__Your task__: Render the lines below, from the line containing "Locate the green" through the end of the entries, both included, as a Markdown table with the columns Row and Line, omitting any blank lines.
§ §
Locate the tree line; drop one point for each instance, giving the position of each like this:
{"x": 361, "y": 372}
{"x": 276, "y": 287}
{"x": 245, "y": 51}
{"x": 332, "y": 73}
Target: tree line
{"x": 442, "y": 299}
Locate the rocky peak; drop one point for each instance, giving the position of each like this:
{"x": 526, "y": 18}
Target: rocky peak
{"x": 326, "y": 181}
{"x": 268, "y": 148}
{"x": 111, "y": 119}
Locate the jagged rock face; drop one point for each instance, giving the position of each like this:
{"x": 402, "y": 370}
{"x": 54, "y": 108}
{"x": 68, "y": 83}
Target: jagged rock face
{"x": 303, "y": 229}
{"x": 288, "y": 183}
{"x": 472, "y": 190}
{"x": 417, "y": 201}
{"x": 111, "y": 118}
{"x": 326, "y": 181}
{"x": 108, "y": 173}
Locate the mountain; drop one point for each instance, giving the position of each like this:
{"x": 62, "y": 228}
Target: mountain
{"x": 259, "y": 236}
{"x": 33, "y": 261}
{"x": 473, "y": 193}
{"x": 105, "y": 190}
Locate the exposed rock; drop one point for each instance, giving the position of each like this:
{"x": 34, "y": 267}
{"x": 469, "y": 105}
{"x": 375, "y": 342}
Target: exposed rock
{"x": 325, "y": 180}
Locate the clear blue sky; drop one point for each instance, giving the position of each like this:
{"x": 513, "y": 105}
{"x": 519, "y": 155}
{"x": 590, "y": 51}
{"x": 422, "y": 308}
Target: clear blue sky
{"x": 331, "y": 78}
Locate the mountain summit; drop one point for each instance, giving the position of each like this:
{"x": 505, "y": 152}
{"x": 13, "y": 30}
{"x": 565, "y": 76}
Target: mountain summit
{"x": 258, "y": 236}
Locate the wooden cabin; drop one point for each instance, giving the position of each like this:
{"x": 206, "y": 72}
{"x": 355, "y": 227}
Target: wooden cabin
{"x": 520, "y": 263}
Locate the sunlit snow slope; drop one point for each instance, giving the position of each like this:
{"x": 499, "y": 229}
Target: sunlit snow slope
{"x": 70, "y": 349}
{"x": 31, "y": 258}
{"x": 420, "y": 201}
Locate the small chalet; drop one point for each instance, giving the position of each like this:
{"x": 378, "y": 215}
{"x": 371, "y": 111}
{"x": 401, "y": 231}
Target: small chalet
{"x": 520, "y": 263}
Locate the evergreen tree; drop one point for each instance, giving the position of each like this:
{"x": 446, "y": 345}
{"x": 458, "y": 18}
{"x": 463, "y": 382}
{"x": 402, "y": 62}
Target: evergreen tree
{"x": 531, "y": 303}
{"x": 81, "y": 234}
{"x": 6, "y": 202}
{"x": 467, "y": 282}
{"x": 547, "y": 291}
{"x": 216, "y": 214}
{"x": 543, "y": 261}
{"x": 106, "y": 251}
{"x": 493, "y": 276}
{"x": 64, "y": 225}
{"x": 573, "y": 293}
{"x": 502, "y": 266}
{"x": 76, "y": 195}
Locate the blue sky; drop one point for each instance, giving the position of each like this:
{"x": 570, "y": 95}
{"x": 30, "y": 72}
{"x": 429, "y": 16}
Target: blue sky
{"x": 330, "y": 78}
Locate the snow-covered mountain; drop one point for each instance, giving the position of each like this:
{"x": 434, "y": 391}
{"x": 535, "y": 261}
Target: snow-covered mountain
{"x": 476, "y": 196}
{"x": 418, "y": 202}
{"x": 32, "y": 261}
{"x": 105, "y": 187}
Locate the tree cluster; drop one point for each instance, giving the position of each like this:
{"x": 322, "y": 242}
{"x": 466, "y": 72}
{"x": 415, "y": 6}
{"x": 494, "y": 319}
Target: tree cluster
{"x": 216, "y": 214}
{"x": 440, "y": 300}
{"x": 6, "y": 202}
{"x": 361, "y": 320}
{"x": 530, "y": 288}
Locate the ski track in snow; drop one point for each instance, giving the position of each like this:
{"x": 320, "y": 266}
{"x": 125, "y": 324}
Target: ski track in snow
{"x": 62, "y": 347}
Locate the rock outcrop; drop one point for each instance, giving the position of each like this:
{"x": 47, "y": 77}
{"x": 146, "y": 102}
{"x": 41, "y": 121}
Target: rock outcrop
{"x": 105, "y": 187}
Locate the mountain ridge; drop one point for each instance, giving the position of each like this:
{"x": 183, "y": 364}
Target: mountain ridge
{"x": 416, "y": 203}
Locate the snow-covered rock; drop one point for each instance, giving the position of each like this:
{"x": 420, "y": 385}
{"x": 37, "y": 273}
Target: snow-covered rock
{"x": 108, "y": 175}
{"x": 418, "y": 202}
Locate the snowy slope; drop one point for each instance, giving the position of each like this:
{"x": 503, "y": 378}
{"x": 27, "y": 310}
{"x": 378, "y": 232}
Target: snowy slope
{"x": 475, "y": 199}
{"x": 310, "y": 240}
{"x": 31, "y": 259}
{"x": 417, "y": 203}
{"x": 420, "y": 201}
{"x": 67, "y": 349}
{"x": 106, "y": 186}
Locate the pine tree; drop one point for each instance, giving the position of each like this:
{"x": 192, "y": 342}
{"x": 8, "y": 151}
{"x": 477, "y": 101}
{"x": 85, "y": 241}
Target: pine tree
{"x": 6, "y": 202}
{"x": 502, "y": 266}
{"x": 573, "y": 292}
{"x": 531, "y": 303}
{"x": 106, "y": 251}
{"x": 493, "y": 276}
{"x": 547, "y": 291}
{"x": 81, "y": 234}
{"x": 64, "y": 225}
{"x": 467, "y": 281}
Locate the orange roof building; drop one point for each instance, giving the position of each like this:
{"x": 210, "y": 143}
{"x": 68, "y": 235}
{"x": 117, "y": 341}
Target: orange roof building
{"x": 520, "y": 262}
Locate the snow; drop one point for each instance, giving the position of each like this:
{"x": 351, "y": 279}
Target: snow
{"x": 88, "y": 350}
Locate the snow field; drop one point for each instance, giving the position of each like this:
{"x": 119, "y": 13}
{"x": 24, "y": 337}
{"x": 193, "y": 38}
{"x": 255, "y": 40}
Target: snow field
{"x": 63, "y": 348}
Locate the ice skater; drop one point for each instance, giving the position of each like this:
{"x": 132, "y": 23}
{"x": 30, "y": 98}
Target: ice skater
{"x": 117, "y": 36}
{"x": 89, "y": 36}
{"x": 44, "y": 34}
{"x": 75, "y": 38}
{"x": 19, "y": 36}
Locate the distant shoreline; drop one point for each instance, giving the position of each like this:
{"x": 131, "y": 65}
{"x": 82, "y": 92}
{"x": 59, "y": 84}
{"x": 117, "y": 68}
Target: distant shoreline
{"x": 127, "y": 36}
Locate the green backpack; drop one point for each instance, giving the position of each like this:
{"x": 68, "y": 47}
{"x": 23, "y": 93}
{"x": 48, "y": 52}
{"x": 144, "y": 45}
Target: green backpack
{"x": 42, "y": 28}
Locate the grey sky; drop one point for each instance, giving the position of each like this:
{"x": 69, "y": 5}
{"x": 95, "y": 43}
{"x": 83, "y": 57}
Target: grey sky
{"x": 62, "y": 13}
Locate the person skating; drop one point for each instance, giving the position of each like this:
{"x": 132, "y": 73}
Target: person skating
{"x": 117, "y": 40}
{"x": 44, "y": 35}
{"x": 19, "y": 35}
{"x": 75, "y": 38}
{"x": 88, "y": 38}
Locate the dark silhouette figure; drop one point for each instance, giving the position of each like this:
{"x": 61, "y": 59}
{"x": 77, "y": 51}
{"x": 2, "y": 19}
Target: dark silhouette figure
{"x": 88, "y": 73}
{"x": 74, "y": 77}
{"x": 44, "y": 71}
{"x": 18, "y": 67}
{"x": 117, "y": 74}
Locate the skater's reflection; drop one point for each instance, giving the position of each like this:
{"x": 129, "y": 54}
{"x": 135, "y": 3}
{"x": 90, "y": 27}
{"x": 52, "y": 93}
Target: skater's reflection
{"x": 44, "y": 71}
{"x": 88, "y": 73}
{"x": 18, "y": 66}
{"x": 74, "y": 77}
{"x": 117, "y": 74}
§ §
__Reply to the exercise__:
| Row | Line |
|---|---|
| 1 | Locate the green backpack; drop one point for each instance, giving the position of each like this: |
| 2 | {"x": 68, "y": 47} |
| 3 | {"x": 23, "y": 93} |
| 4 | {"x": 48, "y": 52} |
| 5 | {"x": 144, "y": 45} |
| 6 | Target: green backpack |
| 7 | {"x": 42, "y": 28} |
| 8 | Locate the grey sky; drop one point for each instance, giving the position of each like this: |
| 9 | {"x": 69, "y": 5} |
| 10 | {"x": 95, "y": 43} |
| 11 | {"x": 83, "y": 57} |
| 12 | Target: grey sky |
| 13 | {"x": 62, "y": 13} |
| 14 | Locate the person skating; drop one point for each instance, giving the position of each like this: |
| 15 | {"x": 132, "y": 73} |
| 16 | Target: person skating |
| 17 | {"x": 117, "y": 40} |
| 18 | {"x": 44, "y": 35} |
| 19 | {"x": 19, "y": 35} |
| 20 | {"x": 75, "y": 38} |
| 21 | {"x": 88, "y": 38} |
| 22 | Locate the dark silhouette figure; drop one point for each instance, giving the position of each like this: |
| 23 | {"x": 61, "y": 59} |
| 24 | {"x": 77, "y": 51} |
| 25 | {"x": 2, "y": 19} |
| 26 | Target: dark silhouette figure |
| 27 | {"x": 88, "y": 73} |
| 28 | {"x": 74, "y": 77} |
| 29 | {"x": 44, "y": 71} |
| 30 | {"x": 18, "y": 67} |
| 31 | {"x": 117, "y": 74} |
| 32 | Locate the skater's reflection; drop one point for each instance, giving the position of each like this: |
| 33 | {"x": 129, "y": 54} |
| 34 | {"x": 135, "y": 3} |
| 35 | {"x": 90, "y": 27} |
| 36 | {"x": 52, "y": 93} |
| 37 | Target: skater's reflection |
| 38 | {"x": 44, "y": 71} |
| 39 | {"x": 88, "y": 73} |
| 40 | {"x": 18, "y": 66} |
| 41 | {"x": 74, "y": 77} |
| 42 | {"x": 117, "y": 74} |